* **DESCRIPTION OF THE TASK**
Rewrite all the rows below, changing "lesson" to "exercise" wherever it occurs and leaving everything else as it is.

* **THE DATA**
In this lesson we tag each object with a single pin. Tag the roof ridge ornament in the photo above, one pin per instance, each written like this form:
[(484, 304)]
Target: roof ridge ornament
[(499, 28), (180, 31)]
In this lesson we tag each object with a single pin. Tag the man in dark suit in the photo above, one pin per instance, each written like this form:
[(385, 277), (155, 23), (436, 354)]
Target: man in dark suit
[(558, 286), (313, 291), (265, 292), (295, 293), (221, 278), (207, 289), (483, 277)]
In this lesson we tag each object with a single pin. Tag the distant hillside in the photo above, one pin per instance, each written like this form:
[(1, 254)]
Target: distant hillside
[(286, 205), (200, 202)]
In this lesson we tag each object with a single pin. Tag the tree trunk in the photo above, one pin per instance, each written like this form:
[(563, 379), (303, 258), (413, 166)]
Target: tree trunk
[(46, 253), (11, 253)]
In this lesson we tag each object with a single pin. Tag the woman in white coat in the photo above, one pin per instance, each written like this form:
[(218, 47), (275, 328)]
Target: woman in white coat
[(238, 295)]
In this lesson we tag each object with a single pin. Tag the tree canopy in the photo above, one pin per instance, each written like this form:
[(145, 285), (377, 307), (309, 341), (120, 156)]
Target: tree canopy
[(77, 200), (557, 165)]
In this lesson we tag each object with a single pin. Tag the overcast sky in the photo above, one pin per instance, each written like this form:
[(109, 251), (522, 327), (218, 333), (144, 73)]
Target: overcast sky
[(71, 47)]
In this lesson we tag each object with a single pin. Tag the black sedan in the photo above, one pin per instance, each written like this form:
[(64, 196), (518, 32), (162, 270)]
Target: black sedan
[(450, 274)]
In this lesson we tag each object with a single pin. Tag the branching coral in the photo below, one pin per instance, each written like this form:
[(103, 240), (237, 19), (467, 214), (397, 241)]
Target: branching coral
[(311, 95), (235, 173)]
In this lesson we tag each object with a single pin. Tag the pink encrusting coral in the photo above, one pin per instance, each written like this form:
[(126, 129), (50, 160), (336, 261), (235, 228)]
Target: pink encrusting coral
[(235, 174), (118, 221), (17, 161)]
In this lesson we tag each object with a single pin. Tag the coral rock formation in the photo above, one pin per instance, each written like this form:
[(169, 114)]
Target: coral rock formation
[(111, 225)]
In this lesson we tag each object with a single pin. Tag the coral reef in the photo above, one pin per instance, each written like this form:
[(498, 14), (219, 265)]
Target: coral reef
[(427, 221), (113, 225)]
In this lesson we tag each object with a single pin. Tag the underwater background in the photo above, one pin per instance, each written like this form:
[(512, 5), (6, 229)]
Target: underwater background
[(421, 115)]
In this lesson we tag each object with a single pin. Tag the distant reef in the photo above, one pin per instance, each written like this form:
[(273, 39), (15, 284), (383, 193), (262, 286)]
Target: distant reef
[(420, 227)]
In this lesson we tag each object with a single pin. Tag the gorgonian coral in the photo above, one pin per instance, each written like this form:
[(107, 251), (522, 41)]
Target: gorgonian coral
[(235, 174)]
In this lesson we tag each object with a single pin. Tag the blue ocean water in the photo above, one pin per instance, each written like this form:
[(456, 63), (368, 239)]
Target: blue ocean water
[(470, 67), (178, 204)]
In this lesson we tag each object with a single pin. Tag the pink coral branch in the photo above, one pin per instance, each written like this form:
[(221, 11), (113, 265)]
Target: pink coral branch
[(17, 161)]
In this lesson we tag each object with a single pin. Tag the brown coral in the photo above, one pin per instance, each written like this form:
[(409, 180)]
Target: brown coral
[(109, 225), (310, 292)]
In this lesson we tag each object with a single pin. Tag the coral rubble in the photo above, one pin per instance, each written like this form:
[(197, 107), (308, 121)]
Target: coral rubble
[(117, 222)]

* **RESULT OF THIS TASK**
In this exercise we tag each object with a single pin. Tag the roof ridge ornament in the photo above, one pin per instance, each written like this form:
[(484, 304)]
Target: roof ridge ornament
[(499, 28), (180, 31)]
In this exercise we tag each object with a single pin. Tag the man in dark suit in the photo above, one pin per instance, each written like this form:
[(385, 277), (155, 23), (436, 354)]
Target: man in dark suit
[(558, 286), (313, 291), (265, 292), (295, 293), (221, 278), (207, 289), (483, 277)]
In this exercise we tag each object with a single pin. Tag the distant hillside in the photo above, one pin per instance, each written like this form:
[(1, 254)]
Target: distant hillside
[(286, 205), (200, 202)]
In this exercise we tag each object with a single pin. Tag the tree trunk in the photo above, one pin per instance, each written like this form:
[(563, 379), (303, 258), (413, 166)]
Target: tree trunk
[(46, 253), (11, 253)]
In this exercise we tag each object with a single pin. Tag the woman in white coat in the photo above, one pin per instance, each written like this form:
[(218, 47), (275, 328)]
Target: woman in white coat
[(238, 295)]
In this exercise we tag each object with a single pin. Tag the tree canopy in the photo above, one pin per instance, each written like this form:
[(145, 285), (377, 307), (309, 341), (120, 156)]
Target: tree canopy
[(77, 200), (557, 165)]
In this exercise we tag each object with a single pin. Tag the overcast sky in the photo above, one pin per instance, each written like this form:
[(109, 251), (522, 327), (218, 333), (144, 73)]
Target: overcast sky
[(71, 47)]
In this exercise we tag each object with a single pin. Tag the black sedan in the photo above, one pin per instance, each written like this form:
[(64, 196), (518, 32), (162, 270)]
Target: black sedan
[(450, 274)]
In this exercise we tag each object with a single pin. Tag the branching coral in the photo below, one pin per instance, each written like this form:
[(103, 240), (237, 19), (467, 214), (397, 241)]
Target: branching coral
[(311, 95), (235, 173)]
In this exercise we tag each object with a single pin. Tag the pink encrusting coral in the photo above, one pin per instance, each written like this form:
[(126, 129), (50, 160), (336, 261), (235, 228)]
Target: pink encrusting coral
[(235, 174), (118, 221), (17, 161)]
In this exercise we tag each object with a single pin. Tag the coral rock formation in the photo above, one pin per instance, each written like this form:
[(169, 114)]
Target: coral rock formation
[(111, 225)]
In this exercise we tag each object with a single pin. Tag the coral reef in the photo above, one pin per instance, each written like this form:
[(498, 14), (219, 265)]
Target: coral reef
[(427, 221), (113, 225)]
In this exercise we tag each object with a single pin. Tag the underwater background in the photo above, one pin per instance, each written like this form:
[(512, 5), (6, 229)]
Target: underwater background
[(421, 115)]
In this exercise we tag each object with a single pin. Tag the distant reef in the photo above, one pin per instance, each written like this form:
[(273, 39), (15, 284), (383, 193), (262, 286)]
Target: distant reef
[(420, 227)]
In this exercise we tag each object with a single pin. Tag the gorgonian coral in the photo above, one pin per instance, each written like this form:
[(107, 251), (522, 41)]
Target: gorgonian coral
[(235, 174)]
In this exercise we tag each object with a single pin. Tag the blue ocean water in the photo above, one pin per instance, each written like this form:
[(456, 63), (368, 239)]
Target: blue ocean water
[(470, 67), (178, 204)]
In this exercise we tag each object with a single pin. Tag the pink coral branch in the photo above, one pin per instance, each written like this form:
[(221, 11), (113, 265)]
Target: pink coral branch
[(17, 161)]
In this exercise we tag each object with a single pin. Tag the brown coral in the photo above, one pin per instance, each written like this form:
[(409, 180)]
Target: brown coral
[(109, 225), (310, 292)]
In this exercise we tag each object with a single pin. Tag the coral rubble in the photo above, one pin per instance, each written like this form:
[(197, 107), (308, 121)]
Target: coral rubble
[(117, 222)]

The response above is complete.